== Record extracts ==
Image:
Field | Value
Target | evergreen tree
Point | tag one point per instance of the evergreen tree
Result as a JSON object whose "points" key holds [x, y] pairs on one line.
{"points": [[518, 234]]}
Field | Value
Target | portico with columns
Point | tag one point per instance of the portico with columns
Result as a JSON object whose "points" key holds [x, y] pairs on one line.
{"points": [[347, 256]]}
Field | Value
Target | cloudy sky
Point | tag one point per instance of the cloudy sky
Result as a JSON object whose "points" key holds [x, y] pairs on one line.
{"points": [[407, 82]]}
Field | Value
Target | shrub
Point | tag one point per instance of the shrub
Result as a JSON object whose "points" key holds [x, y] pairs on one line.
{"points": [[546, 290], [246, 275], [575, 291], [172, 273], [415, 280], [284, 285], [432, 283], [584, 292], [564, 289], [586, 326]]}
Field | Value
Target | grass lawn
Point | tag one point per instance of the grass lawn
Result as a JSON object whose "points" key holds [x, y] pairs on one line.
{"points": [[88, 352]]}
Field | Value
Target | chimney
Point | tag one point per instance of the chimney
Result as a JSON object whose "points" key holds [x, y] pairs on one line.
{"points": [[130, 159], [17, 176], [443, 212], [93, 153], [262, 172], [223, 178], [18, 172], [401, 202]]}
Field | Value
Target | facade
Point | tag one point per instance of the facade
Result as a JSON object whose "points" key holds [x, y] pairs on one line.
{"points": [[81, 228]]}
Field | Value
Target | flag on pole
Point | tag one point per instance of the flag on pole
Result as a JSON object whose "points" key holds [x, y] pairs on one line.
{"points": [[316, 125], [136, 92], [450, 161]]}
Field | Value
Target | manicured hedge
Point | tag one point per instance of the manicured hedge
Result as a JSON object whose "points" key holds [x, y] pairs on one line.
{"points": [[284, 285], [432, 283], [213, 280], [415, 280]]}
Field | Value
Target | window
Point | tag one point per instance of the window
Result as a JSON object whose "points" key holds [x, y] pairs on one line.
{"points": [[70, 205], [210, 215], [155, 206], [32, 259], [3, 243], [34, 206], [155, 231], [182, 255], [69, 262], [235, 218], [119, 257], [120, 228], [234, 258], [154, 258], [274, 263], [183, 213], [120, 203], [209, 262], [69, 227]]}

== Task to carry out ==
Every line of the listing is to be returned unchanged.

== Response box ==
Image:
Field | Value
Target | evergreen tree
Point | tag one point per instance of the evergreen tree
Result as a JSON object whose "points" key holds [x, y] pairs on one line.
{"points": [[518, 234]]}
Field | Value
Target | portico with columns
Point | tag one point per instance of the portico with columns
Result as a JSON object whose "points" key holds [x, y] pairs on one line.
{"points": [[347, 256]]}
Field | Value
Target | cloudy sky
Point | tag one point per instance of the cloudy sky
Result as a JSON object whose "points" key holds [x, y] pairs on one line.
{"points": [[407, 82]]}
Field | Value
Target | shrub
Point | tag one point per instance of the shrub
Result as a JSON object whose "points" key holds [x, y] pairs on one line.
{"points": [[546, 290], [246, 275], [575, 291], [172, 273], [415, 280], [284, 285], [432, 283], [584, 292], [564, 289], [586, 326]]}
Field | Value
Target | grass lawn
Point | tag one point per instance of the grass lawn
Result as a JSON object whose "points" key holds [x, y] pairs on one line.
{"points": [[88, 352]]}
Field | Value
Target | chimney
Point | tag one point per instance of the chimney
Result as a JSON object whose "points" key holds [x, y] pairs on one line.
{"points": [[130, 159], [17, 176], [443, 212], [93, 153], [262, 172], [223, 178], [18, 172], [401, 202]]}
Field | Value
Target | facade
Point | tag one point per instance of the facade
Result as a JSON object whose "points" key holds [x, y] pairs on one line.
{"points": [[81, 228]]}
Field | Value
Target | flag on pole
Point | tag one point per instance of the flag on pole
Result as a JSON object whose "points" key holds [x, y] pairs on one line.
{"points": [[316, 125], [136, 92], [450, 161]]}
Field | Value
Target | manicured hedge
Point | tag one point per instance of the manicured hedge
Result as a JSON object whose "points" key holds [x, y] pairs on one line.
{"points": [[284, 285], [432, 283], [213, 280], [415, 280]]}
Field | Value
Target | window
Point | tag one point per instance of the window
Result as a JSON object whose "points" key holds [x, y] pairs on one line.
{"points": [[70, 205], [210, 215], [155, 206], [32, 259], [3, 243], [34, 206], [155, 231], [182, 255], [69, 262], [235, 218], [119, 257], [120, 228], [234, 258], [154, 258], [274, 263], [183, 213], [120, 203], [209, 262], [69, 227]]}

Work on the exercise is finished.